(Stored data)
*** Block opens ***

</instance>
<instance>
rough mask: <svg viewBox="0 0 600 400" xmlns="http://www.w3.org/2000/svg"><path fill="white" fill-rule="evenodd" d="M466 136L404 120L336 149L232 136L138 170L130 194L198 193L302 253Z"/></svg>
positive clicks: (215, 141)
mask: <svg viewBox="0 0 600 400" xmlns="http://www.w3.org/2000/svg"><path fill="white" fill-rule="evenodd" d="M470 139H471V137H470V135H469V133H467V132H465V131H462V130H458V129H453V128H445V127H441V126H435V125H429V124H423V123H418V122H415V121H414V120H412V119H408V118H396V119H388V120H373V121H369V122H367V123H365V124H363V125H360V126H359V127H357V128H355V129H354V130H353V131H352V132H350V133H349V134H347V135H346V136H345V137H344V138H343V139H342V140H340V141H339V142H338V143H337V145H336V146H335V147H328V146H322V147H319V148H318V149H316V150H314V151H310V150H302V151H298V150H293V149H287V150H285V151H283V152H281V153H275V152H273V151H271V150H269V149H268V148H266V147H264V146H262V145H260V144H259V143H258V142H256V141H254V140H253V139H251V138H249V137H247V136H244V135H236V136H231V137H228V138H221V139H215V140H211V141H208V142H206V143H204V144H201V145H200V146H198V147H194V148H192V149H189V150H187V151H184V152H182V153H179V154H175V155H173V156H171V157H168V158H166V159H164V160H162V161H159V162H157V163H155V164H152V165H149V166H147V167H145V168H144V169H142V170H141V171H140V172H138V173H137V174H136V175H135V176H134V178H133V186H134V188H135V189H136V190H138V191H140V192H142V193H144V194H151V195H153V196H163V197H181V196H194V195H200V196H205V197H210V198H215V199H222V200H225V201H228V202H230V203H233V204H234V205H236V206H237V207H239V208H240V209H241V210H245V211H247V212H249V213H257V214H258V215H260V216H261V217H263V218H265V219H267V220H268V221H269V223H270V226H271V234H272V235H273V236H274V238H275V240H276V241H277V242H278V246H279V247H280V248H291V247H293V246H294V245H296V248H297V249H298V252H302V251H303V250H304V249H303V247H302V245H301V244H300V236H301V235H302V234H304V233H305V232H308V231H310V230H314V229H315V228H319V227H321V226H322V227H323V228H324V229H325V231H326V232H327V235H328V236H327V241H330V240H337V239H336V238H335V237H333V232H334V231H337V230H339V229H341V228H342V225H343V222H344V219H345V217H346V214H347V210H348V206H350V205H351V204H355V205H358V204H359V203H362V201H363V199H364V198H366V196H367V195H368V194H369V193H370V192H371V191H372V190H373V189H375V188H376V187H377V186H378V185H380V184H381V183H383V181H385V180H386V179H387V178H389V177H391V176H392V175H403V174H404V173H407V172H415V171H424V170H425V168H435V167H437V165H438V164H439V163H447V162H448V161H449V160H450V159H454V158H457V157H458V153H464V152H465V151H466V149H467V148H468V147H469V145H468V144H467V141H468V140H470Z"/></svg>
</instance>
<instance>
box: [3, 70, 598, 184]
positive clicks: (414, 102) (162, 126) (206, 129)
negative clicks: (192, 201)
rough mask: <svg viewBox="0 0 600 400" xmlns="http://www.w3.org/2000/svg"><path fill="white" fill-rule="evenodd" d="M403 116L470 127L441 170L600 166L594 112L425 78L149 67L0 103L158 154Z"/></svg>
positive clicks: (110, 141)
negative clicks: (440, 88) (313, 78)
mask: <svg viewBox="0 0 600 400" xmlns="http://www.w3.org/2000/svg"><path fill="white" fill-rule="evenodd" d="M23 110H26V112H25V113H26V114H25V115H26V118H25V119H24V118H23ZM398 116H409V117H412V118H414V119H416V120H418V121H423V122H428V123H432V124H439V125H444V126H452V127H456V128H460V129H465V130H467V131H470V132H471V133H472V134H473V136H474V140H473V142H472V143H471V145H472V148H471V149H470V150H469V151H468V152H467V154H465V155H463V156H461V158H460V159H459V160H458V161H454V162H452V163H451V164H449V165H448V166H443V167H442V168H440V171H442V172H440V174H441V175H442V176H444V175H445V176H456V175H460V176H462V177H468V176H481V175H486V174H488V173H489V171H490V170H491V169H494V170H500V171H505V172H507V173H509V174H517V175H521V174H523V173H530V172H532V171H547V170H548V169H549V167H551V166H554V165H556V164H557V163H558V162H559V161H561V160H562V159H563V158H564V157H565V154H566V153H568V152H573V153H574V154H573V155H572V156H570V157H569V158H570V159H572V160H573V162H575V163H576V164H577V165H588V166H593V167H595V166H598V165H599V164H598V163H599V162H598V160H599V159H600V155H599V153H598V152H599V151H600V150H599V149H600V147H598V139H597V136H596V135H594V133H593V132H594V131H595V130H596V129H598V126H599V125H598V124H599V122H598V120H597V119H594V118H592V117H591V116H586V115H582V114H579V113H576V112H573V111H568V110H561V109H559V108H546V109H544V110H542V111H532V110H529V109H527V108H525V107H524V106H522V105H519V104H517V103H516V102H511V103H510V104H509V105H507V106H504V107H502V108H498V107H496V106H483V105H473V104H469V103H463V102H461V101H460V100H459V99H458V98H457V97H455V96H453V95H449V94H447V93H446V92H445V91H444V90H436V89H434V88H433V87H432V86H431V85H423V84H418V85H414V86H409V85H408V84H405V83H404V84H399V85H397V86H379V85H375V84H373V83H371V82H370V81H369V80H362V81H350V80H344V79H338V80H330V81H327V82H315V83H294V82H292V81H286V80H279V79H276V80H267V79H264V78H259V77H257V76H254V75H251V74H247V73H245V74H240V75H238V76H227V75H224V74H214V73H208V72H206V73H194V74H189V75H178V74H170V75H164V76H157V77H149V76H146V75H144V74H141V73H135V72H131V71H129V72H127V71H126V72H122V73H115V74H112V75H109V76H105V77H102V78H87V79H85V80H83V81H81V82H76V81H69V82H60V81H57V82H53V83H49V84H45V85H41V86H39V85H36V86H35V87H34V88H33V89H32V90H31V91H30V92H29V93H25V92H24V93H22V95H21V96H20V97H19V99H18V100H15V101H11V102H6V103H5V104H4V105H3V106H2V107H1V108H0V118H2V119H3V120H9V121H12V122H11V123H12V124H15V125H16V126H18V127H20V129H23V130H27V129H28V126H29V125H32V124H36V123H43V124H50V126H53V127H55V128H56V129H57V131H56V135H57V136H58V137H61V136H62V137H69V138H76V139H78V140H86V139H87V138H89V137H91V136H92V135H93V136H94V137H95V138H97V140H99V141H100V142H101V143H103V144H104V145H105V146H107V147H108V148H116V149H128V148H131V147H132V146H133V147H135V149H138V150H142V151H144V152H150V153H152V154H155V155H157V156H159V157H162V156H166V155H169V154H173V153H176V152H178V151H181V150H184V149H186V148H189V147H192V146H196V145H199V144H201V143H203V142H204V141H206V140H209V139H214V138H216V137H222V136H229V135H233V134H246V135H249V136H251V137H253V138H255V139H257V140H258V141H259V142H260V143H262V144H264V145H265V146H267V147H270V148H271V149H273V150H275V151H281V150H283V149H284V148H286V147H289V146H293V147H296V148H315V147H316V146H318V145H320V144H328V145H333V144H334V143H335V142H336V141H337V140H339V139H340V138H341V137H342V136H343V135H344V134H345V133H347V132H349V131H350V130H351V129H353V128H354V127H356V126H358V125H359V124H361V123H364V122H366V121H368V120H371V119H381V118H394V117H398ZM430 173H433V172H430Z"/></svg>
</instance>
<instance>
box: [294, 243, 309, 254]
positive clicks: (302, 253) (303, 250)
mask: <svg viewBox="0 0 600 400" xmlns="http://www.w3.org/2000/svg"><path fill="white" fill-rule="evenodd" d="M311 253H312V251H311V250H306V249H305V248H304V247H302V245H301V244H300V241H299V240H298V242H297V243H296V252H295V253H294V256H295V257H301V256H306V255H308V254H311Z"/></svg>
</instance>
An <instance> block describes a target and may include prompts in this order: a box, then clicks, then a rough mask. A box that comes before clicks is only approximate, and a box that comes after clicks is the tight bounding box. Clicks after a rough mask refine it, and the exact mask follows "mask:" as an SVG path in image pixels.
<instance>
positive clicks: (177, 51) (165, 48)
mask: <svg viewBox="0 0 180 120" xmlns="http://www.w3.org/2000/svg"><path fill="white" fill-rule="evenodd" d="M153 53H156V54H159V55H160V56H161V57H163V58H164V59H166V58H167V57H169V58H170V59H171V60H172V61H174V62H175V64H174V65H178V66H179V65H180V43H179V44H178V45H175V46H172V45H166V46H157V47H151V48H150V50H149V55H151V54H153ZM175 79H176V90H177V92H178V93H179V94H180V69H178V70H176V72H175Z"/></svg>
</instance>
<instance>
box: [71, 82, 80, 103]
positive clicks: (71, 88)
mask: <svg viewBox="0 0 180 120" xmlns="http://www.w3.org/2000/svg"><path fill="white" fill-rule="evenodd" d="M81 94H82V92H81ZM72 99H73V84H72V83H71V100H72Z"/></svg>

*** Block closes ***

_TASK TO COMPLETE_: Look through the data above and return exactly the lines from the one that contains "116L470 127L441 170L600" to the one that contains "positive clicks: (110, 141)", inclusive, with nothing else.

_TASK OUTPUT_:
rough mask: <svg viewBox="0 0 600 400" xmlns="http://www.w3.org/2000/svg"><path fill="white" fill-rule="evenodd" d="M403 116L470 127L441 170L600 166L594 112L425 78L149 67L0 103L158 154Z"/></svg>
positive clicks: (110, 141)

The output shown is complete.